** start of Records supplied **

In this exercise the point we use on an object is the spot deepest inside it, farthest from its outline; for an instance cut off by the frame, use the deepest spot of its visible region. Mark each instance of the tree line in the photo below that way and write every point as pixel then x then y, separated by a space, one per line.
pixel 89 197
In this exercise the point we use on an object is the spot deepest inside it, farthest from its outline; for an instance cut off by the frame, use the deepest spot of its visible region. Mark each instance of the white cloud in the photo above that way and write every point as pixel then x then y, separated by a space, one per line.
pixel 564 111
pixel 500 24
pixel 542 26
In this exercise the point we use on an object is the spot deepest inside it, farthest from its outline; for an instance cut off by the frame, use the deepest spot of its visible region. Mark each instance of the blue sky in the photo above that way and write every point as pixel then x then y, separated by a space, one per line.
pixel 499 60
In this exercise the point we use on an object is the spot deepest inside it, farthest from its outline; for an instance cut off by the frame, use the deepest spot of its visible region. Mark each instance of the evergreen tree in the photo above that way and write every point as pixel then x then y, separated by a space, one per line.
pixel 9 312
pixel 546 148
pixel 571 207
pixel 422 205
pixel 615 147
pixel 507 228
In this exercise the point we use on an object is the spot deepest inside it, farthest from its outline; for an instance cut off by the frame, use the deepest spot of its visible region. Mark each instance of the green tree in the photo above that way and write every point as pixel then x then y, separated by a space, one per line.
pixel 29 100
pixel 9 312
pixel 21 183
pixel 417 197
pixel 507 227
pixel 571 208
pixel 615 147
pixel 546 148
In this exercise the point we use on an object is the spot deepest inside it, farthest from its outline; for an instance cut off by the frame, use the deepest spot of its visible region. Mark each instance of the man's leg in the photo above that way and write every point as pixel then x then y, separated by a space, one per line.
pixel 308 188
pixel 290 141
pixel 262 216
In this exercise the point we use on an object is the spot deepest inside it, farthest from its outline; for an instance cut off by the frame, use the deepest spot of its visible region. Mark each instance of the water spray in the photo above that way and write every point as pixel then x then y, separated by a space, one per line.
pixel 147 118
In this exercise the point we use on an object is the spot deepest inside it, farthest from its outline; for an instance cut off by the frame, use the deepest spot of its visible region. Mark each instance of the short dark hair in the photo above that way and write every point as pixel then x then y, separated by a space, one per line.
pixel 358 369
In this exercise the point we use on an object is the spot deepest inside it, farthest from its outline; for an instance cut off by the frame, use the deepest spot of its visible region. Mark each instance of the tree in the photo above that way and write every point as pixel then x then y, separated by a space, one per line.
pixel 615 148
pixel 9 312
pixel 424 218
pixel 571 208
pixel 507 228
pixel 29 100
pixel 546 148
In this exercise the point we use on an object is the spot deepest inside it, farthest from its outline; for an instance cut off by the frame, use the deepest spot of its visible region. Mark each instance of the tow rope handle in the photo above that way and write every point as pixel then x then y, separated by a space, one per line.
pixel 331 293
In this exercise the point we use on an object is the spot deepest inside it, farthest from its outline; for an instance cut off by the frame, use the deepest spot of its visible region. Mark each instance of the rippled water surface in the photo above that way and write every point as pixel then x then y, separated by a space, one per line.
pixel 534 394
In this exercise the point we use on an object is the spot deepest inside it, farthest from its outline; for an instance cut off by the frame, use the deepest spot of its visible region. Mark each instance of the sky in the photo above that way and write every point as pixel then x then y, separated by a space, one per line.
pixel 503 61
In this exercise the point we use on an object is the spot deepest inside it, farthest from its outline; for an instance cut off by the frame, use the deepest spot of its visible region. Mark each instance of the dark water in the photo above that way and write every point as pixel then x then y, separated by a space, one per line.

** end of Records supplied **
** start of Records supplied **

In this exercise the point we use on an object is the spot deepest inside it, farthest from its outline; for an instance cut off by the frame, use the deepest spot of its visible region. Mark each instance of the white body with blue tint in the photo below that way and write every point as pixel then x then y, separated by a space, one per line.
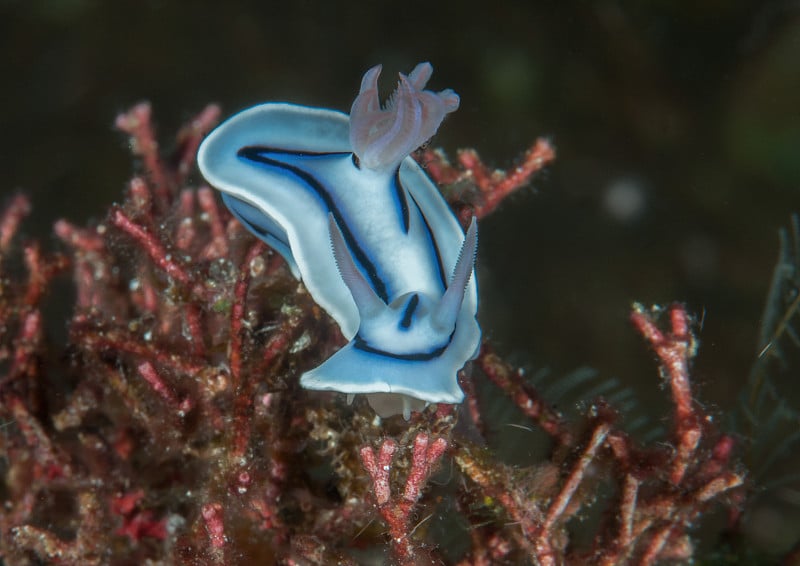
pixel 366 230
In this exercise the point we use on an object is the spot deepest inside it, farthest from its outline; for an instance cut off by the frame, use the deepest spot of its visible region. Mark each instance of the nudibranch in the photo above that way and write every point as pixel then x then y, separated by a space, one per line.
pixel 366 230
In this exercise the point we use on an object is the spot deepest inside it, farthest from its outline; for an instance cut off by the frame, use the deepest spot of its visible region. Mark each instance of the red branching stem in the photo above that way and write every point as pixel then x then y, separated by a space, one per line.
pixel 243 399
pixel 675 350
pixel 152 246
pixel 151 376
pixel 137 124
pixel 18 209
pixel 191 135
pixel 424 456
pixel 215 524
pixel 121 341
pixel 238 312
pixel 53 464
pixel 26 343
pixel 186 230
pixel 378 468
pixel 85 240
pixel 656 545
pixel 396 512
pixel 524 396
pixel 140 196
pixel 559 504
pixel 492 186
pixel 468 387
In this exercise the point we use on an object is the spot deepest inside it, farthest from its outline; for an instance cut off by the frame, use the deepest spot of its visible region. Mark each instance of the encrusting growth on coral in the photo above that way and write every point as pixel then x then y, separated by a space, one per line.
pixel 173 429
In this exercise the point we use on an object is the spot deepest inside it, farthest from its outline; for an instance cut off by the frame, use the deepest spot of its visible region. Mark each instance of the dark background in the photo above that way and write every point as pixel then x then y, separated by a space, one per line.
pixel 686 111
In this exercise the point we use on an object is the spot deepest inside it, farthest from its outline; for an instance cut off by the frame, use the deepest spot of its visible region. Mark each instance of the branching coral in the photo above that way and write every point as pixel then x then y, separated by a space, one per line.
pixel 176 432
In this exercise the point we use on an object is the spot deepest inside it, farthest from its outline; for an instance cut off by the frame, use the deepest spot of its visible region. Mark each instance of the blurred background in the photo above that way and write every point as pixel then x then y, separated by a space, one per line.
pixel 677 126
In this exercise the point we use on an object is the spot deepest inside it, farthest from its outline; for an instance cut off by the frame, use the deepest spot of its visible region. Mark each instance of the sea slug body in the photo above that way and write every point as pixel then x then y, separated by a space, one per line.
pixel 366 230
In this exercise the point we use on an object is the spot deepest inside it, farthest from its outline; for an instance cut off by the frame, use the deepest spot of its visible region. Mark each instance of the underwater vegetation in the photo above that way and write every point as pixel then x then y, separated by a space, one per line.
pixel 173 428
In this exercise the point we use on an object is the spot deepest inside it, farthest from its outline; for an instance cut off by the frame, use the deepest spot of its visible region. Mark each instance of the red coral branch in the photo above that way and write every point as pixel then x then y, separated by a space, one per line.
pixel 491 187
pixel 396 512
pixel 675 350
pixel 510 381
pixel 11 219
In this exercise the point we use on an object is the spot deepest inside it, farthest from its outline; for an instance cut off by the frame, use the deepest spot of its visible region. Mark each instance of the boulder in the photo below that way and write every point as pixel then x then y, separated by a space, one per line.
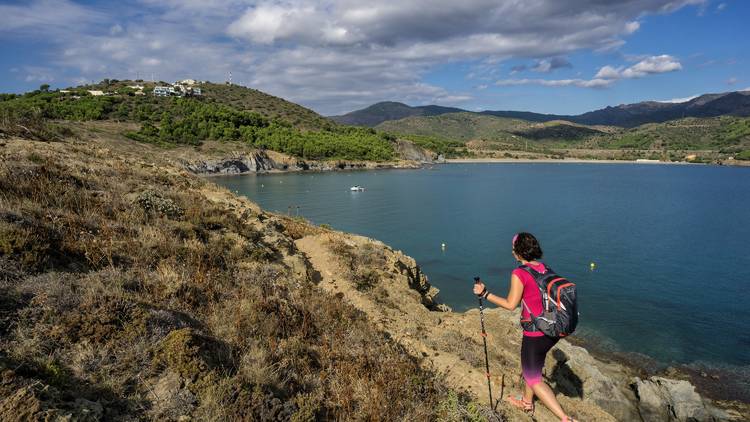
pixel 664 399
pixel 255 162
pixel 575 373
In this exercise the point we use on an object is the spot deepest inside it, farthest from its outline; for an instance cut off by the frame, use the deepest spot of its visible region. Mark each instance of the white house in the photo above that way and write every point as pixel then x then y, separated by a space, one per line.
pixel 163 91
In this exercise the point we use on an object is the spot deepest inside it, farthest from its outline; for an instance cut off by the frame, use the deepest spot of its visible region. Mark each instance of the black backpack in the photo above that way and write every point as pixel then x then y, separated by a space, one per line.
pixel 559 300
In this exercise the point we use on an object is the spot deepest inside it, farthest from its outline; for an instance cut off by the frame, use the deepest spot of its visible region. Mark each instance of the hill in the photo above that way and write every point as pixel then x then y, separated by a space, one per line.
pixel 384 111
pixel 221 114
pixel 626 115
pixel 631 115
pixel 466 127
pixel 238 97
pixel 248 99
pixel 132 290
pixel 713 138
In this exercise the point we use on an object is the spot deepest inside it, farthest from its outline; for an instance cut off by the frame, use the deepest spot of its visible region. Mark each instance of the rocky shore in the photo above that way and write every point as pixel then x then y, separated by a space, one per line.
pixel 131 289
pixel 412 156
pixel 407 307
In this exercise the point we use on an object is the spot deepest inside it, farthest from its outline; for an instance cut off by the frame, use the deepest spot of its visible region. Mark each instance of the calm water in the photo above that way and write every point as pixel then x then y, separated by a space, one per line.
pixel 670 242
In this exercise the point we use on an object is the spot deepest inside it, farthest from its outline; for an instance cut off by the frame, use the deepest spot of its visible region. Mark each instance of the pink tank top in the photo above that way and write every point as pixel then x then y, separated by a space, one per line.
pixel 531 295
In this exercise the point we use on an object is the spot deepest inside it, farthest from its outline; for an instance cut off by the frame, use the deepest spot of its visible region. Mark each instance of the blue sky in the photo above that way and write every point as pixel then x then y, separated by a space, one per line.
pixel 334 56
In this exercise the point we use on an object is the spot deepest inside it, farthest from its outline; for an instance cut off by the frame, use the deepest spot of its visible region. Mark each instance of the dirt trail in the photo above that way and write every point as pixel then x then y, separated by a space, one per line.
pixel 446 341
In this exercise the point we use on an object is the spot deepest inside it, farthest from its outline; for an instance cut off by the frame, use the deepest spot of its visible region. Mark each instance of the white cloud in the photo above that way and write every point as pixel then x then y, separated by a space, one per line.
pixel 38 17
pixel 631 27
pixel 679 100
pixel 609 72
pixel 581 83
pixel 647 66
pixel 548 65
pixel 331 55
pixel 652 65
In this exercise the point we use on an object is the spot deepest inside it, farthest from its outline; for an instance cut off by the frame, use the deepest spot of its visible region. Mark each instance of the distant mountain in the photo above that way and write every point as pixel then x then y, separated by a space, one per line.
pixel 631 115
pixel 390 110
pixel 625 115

** end of Records supplied **
** start of Records supplied **

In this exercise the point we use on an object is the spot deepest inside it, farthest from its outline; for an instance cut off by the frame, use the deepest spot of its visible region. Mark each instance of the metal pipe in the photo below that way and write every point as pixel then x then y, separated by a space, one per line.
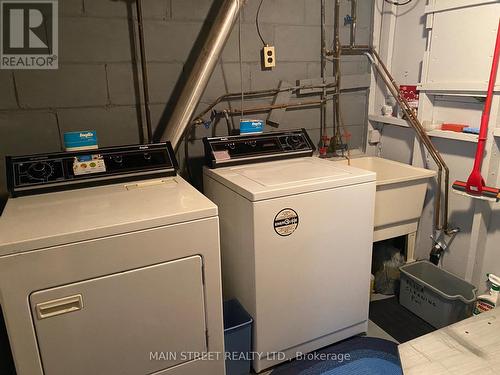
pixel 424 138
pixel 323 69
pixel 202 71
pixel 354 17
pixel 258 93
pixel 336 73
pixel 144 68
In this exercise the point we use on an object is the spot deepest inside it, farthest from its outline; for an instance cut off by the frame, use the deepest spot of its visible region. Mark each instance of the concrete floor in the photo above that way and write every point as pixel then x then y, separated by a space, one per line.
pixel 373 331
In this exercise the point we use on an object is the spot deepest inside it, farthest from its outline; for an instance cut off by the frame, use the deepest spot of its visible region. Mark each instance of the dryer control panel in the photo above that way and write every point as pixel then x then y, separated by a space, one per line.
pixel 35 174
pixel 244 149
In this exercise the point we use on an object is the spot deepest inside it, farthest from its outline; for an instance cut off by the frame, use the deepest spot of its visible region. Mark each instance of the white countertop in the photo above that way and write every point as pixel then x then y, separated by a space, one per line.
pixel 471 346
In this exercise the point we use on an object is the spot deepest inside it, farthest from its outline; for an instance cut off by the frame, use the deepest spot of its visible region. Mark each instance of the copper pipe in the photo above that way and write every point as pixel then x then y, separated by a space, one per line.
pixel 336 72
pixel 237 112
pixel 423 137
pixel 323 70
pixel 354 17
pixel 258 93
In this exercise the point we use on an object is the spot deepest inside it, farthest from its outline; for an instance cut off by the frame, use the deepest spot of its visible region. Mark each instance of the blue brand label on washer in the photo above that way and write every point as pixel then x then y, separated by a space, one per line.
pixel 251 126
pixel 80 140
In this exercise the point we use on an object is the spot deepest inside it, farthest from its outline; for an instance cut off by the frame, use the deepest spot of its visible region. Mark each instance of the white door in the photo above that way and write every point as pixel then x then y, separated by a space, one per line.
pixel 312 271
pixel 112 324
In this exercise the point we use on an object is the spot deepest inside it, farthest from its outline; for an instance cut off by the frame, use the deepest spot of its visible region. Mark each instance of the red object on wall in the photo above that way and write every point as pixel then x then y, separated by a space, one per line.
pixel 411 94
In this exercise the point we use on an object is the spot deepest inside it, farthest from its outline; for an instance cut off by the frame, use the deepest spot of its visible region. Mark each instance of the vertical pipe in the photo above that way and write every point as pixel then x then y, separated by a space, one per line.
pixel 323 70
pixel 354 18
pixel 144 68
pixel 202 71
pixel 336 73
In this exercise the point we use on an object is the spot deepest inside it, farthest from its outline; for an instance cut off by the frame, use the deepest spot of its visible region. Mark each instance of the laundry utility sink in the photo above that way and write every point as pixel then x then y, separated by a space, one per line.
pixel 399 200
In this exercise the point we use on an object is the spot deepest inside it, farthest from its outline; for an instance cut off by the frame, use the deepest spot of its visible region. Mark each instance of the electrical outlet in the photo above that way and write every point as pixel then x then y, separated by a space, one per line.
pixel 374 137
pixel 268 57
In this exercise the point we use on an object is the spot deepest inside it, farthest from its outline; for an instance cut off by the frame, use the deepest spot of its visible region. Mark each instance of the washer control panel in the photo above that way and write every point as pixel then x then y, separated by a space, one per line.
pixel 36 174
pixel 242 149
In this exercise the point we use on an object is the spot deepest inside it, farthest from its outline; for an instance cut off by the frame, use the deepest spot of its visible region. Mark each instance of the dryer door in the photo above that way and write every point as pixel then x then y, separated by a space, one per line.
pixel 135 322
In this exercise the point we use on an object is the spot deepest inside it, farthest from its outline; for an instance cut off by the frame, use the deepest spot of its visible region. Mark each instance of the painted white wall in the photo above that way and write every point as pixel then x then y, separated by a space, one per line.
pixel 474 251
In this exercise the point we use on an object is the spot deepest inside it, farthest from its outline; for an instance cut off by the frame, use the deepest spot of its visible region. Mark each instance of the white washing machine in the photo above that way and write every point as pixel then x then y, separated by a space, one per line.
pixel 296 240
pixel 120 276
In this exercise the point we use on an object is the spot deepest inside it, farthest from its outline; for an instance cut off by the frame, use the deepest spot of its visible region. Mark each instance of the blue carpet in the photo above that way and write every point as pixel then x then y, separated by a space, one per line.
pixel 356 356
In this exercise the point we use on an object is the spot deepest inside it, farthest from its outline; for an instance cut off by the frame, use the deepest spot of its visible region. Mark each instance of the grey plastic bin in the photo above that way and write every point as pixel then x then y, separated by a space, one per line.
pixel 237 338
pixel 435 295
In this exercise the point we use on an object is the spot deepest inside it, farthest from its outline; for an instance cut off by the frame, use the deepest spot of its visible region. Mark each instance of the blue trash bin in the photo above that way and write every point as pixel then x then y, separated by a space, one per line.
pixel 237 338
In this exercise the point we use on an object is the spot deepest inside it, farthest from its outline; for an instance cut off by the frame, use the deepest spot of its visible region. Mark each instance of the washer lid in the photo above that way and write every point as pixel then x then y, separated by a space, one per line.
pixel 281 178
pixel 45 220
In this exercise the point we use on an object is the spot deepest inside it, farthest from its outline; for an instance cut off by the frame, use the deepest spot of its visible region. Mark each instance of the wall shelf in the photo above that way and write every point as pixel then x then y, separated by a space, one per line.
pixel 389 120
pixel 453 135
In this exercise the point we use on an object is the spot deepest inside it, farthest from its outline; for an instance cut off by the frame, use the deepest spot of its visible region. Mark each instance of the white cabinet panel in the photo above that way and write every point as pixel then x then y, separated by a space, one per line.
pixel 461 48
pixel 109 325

** end of Records supplied **

# Task description:
Can you reproduce the material word for word, beginning at the line that has "the tree line" and stopping after the line that has "pixel 542 26"?

# Solved exercise:
In this exercise the point we use on an object is the spot deepest inside it, farthest from its outline; for an instance cut off by the frame, use the deepest spot of its visible region. Mark each instance of the tree line in the photo below that way and write every point as pixel then x then y, separated by a space, one per line.
pixel 89 197
In this exercise the point we use on an object is the spot deepest inside it, farthest from its outline; for an instance cut off by the frame, use the deepest spot of its visible region. Mark each instance of the white cloud in the photo above that way and write every point as pixel then x then y, separated by a space, one per line.
pixel 564 111
pixel 500 24
pixel 542 26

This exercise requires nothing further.